***** The records

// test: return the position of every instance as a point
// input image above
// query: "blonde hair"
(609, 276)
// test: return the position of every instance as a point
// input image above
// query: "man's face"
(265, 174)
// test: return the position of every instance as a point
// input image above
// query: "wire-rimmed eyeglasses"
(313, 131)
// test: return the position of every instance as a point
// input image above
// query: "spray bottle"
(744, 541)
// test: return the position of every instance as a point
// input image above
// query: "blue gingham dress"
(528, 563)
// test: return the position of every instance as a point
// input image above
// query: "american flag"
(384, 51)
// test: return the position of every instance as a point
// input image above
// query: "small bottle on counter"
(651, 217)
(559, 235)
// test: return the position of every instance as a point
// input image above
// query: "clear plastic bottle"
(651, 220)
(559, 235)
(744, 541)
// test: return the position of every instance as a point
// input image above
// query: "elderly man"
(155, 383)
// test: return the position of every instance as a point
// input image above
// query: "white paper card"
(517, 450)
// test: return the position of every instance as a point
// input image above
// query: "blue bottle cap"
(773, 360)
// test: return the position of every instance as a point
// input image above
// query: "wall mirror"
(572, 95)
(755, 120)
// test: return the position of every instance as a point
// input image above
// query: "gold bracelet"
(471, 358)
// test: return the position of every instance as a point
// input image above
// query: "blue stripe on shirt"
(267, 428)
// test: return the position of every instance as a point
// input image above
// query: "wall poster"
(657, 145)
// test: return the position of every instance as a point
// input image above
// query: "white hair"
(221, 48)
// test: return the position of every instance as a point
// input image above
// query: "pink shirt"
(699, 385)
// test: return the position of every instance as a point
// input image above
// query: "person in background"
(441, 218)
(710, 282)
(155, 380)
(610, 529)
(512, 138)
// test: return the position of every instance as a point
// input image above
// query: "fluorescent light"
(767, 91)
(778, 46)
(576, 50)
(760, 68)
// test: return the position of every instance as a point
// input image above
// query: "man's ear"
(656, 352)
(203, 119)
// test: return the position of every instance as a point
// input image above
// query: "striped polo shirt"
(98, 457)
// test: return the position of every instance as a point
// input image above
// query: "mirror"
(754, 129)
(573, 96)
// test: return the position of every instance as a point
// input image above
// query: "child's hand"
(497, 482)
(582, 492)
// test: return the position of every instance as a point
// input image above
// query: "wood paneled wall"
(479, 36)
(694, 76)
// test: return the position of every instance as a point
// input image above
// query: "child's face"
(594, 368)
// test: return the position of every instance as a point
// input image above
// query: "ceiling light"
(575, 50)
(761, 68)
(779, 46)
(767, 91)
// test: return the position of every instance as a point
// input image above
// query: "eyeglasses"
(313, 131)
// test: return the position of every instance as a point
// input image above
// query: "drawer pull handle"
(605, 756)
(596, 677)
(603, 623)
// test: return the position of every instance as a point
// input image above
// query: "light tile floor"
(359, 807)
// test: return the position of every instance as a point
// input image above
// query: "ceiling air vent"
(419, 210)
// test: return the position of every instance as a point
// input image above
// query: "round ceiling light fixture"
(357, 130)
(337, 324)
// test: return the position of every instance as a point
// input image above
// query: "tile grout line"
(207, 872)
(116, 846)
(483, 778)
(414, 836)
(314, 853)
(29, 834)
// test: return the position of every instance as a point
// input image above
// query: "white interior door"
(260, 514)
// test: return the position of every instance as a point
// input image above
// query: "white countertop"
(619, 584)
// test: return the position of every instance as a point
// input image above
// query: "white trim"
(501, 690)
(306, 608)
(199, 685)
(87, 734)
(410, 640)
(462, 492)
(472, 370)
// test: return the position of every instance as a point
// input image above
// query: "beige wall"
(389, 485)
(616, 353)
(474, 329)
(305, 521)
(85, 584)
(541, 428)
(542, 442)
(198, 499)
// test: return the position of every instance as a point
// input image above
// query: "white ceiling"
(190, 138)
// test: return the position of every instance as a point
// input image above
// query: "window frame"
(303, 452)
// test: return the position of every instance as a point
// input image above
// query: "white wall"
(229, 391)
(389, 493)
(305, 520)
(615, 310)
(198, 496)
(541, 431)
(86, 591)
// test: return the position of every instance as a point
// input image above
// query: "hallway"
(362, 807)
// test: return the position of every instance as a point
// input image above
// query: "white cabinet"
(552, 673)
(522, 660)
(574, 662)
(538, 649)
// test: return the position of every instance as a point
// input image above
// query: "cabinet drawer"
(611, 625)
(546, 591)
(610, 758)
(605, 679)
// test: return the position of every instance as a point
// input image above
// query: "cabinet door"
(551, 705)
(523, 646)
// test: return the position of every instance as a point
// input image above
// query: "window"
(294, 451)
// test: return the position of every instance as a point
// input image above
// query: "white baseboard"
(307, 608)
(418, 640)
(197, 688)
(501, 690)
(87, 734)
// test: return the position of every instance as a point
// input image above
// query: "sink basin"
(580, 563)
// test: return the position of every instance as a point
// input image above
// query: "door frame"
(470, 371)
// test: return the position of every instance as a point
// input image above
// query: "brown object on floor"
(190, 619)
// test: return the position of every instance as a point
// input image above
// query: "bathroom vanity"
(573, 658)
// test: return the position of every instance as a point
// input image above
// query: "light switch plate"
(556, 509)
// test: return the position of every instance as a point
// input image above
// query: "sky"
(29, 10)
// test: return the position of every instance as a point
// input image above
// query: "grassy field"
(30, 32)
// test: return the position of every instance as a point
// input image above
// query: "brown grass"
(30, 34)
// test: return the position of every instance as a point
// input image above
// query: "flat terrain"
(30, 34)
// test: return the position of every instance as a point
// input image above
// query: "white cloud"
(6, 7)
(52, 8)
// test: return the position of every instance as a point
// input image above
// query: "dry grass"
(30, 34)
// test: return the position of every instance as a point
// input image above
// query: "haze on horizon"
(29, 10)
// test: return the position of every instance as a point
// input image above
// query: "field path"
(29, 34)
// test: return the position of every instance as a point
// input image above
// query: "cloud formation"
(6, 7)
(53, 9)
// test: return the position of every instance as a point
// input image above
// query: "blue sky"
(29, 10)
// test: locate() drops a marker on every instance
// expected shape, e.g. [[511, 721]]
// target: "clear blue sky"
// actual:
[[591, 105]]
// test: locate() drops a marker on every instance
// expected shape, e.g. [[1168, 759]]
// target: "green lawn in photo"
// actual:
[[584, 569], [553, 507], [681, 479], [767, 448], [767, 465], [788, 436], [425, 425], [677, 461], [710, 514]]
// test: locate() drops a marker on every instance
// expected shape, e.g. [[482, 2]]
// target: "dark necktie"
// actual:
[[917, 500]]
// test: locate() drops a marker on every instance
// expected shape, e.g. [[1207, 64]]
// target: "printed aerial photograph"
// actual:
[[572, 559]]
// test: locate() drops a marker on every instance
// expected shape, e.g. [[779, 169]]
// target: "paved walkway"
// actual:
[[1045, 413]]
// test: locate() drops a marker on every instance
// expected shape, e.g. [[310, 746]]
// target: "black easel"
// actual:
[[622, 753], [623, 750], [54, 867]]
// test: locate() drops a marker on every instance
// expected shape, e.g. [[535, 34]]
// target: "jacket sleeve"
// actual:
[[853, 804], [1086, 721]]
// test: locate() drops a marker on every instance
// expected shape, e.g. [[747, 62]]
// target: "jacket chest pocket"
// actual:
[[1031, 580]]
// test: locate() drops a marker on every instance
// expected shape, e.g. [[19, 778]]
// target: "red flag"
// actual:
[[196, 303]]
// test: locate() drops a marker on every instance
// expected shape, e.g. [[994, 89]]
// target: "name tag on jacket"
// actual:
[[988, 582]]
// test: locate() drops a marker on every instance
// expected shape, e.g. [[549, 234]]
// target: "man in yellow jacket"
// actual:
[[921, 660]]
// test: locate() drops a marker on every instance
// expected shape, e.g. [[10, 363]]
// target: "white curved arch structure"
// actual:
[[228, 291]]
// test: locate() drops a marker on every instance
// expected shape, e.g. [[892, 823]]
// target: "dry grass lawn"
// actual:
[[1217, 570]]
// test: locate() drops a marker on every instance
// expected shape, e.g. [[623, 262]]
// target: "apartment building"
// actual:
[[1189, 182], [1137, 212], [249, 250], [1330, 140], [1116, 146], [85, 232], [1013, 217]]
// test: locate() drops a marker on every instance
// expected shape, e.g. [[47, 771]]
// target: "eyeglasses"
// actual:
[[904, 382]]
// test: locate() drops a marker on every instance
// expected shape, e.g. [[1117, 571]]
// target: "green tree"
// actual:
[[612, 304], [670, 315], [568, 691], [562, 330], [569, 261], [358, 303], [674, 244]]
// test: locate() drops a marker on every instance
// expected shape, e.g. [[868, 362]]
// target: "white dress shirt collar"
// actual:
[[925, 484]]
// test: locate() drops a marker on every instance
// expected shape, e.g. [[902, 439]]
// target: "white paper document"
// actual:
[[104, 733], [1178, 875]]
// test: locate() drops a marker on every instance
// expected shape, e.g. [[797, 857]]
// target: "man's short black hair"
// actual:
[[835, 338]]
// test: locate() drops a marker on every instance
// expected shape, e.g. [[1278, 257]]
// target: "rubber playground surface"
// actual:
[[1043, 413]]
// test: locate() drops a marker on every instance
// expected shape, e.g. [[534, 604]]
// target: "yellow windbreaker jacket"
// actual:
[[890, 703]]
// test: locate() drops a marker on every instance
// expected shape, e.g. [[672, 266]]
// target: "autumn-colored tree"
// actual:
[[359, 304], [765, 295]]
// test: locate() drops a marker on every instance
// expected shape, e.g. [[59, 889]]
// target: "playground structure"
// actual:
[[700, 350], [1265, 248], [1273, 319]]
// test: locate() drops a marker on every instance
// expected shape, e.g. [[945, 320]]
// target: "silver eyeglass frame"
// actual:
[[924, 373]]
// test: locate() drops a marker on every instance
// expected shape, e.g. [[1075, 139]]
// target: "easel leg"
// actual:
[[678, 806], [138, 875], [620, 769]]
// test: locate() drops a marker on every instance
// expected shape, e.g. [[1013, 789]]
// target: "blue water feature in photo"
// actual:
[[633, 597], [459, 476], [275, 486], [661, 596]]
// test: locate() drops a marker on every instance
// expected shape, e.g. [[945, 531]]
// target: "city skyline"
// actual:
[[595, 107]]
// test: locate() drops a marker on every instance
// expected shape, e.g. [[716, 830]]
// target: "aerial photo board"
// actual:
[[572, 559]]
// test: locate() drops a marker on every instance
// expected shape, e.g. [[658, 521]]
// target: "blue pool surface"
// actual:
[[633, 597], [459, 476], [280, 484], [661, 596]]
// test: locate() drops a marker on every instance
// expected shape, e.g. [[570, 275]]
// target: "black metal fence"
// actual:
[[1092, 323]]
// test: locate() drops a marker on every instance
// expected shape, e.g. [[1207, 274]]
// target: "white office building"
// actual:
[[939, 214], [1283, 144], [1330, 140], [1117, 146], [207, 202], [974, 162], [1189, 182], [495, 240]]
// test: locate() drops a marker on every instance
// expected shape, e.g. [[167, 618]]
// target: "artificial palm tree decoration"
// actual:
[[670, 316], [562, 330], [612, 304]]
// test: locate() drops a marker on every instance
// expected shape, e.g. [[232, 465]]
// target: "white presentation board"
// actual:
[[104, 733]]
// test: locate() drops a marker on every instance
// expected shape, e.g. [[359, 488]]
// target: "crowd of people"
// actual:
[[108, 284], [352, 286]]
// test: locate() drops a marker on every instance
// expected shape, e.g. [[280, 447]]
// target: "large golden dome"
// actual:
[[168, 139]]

**********

Wherever the string "playground" appears in the records, copy the whole line.

→ **Response**:
// target: "rubber playground surface"
// target: "playground structure"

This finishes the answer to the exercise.